EXCERPT TO READ:
◇ ◇ ◇
1999-08-16 Thread Bosko Milekic

Hello Andrew,

When filling your struct ip *iphead, try replacing:

iphead-ip_len = htons(length);

with:

iphead-ip_len = length;

or, for portability reasons, you may want to do something like:

#ifdef LINUX || OpenBSD21
#define BO(x) htons(x)
#else
#define BO(x) (x)
#endif

And, when filling the ip packet length, do a: iphead-ip_len = BO(length);

This is a byte-order issue that has often caused confusion for Linux
people...

/usr/include/machine/endian.h provides some insight...

/Bosko.

 I wonder if anyone here could perhaps of be assistance, Im currently
 playing with implementing certain things in trusted bsd to do with ip
 security classes and how the system responds to security bits, and
 implementing certain things the stack etc.  However my first piece of
 test
 code playing with raw packets to test how things respond to packets with
 the security bit set, doesnt seem to want to work.  This code compiles
 fine, however when I try and run it it says invalid argument when it
 tries
 to send the packet.  If anyone could give me any insight as to why this
 code doesnt run properly, it would be much appreciated, and would
 certainly help me in my efforts to continue expanding trusted bsd.
◇ ◇ ◇
RECORD SET:
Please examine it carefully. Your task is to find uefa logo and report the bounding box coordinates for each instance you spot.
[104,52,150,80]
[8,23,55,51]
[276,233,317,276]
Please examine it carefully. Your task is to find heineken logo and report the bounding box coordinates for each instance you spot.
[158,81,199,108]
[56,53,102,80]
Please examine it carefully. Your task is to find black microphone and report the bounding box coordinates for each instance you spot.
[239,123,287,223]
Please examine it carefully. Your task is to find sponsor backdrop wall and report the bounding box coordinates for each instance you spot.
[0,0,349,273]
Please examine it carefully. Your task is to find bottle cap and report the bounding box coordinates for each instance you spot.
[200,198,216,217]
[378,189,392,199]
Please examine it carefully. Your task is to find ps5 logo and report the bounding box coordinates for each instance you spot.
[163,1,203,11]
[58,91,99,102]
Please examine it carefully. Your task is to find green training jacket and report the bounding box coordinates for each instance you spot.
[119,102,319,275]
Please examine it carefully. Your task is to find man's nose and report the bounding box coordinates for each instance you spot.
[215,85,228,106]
◇ ◇ ◇
TASK OBJECTIVE: Quote the byte-order reply word for word, beginning at "iphead-ip_len = length;" and stopping after "#define BO(x) (x)".

EXERCISE SOLUTION:
iphead-ip_len = length;

or, for portability reasons, you may want to do something like:

#ifdef LINUX || OpenBSD21
#define BO(x) htons(x)
#else
#define BO(x) (x)